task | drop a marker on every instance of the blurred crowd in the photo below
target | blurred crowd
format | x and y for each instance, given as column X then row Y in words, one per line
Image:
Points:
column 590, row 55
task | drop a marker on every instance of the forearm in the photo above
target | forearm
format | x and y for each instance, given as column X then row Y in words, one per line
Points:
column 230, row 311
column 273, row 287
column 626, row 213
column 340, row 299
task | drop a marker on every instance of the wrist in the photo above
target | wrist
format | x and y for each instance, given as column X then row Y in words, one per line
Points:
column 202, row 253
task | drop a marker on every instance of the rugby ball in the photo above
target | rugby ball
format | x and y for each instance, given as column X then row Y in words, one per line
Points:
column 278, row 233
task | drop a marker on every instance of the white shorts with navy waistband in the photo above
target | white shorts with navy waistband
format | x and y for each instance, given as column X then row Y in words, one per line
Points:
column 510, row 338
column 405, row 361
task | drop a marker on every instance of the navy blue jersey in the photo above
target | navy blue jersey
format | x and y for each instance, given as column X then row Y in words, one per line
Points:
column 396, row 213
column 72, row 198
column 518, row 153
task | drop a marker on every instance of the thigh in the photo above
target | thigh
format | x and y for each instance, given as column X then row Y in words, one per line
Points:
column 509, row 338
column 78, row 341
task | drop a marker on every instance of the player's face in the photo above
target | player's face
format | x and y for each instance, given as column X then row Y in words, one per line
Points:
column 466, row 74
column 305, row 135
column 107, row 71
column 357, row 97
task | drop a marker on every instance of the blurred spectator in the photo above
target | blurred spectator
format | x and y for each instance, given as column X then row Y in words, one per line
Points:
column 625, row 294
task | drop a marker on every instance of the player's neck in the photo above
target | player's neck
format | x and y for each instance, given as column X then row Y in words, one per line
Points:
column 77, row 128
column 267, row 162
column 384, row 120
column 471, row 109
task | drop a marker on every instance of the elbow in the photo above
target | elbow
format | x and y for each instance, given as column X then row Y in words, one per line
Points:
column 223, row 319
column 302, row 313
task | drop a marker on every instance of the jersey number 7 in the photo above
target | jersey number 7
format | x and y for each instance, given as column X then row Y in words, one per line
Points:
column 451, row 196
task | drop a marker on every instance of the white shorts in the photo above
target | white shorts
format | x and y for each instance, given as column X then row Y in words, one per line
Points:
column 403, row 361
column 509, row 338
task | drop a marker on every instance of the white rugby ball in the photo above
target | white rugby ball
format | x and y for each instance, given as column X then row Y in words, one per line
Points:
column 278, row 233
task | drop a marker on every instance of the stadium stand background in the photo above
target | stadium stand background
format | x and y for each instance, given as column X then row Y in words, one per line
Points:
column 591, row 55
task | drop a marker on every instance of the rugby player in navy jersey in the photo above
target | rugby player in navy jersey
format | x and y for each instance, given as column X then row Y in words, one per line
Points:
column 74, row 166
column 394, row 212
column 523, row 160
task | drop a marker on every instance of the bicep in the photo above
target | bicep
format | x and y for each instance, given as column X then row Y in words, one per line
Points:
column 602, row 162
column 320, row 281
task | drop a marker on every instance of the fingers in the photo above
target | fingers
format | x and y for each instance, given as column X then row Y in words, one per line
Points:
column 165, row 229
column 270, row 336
■ ■ ■ ■ ■
◆ **Exercise goal**: The material above should be retyped in full, exactly as given.

◆ **Response**:
task | drop a marker on every instance of the blurred crowd in the photo below
target | blurred crowd
format | x and y for each instance, given as column X then row Y in words, one per line
Image:
Points:
column 590, row 55
task | drop a marker on every instance of the forearm in the photo above
target | forearm
format | x and y for each instance, given as column X then row Y in words, one per line
Points:
column 230, row 311
column 273, row 287
column 626, row 213
column 340, row 299
task | drop a marker on every instance of the wrist in the photo above
target | wrist
format | x and y for each instance, given as column X then row Y in words, one per line
Points:
column 202, row 253
task | drop a marker on every instance of the rugby ball in the photo above
target | rugby ball
format | x and y for each instance, given as column X then row Y in words, one per line
Points:
column 278, row 233
task | drop a marker on every instance of the white shorts with navy waistband in the photo above
target | white shorts with navy waistband
format | x and y for each instance, given as column X then row Y in words, one per line
Points:
column 510, row 338
column 405, row 361
task | drop a marker on every instance of the navy blue jersey in the photo above
target | navy blue jersey
format | x and y for each instance, given as column X then row Y in words, one per line
Points:
column 396, row 213
column 72, row 198
column 518, row 153
task | drop a marker on every instance of the thigh in the photo above
target | thigh
format | x and y for each instance, given as column X then row Y in words, one per line
Points:
column 509, row 338
column 78, row 341
task | drop a marker on every instance of the player's face in the photo above
target | player's face
format | x and y for each instance, given as column X then row Y in words, one per line
Points:
column 466, row 74
column 305, row 135
column 107, row 71
column 357, row 97
task | drop a marker on every instance of the blurred spectator in the photo above
target | blurred spectator
format | x and y for each instance, given as column X then row Y in words, one per line
Points:
column 625, row 294
task | drop a marker on every instance of the player's neck in the photo above
target | player's neck
format | x and y for each instance, given as column X then row Y in words, one per line
Points:
column 77, row 128
column 267, row 162
column 384, row 120
column 471, row 109
task | drop a marker on every instance of the elbow in the photo above
target | elbow
format | x and y for each instance, given as column X then row Y in words, one per line
Points:
column 223, row 319
column 302, row 313
task | drop a marker on every instance of the jersey number 7 in the photo above
target | jersey number 7
format | x and y for each instance, given as column X then row Y in words, one per line
Points:
column 451, row 196
task | drop a marker on every instance of the white shorts in the photo above
target | white shorts
format | x and y for each instance, given as column X then row Y in words, one per line
Points:
column 403, row 361
column 509, row 338
task | drop a marker on every instance of the white rugby ball in the photo above
target | white rugby ball
format | x and y for each instance, given as column X then row Y in words, one per line
Points:
column 278, row 233
task | drop a marker on every instance of the stadium stand background in the photo above
target | stadium stand background
format | x and y for each instance, given as column X then row Y in words, one per line
Points:
column 591, row 55
task | drop a marker on every instance of the rugby player in navy jersey in the photo above
target | rugby player in navy jersey
format | x and y for each instance, given as column X then row Y in words, one per line
Points:
column 74, row 166
column 394, row 212
column 523, row 160
task | drop a marker on every instance of the bicep in the photo above
target | bicep
format | x and y for each instance, given as column X then row Y in words, one per line
Points:
column 602, row 162
column 320, row 281
task | drop a marker on every instance of the fingers in the photo above
target | fingers
format | x and y for each instance, given as column X then row Y in words, one per line
Points:
column 165, row 229
column 270, row 336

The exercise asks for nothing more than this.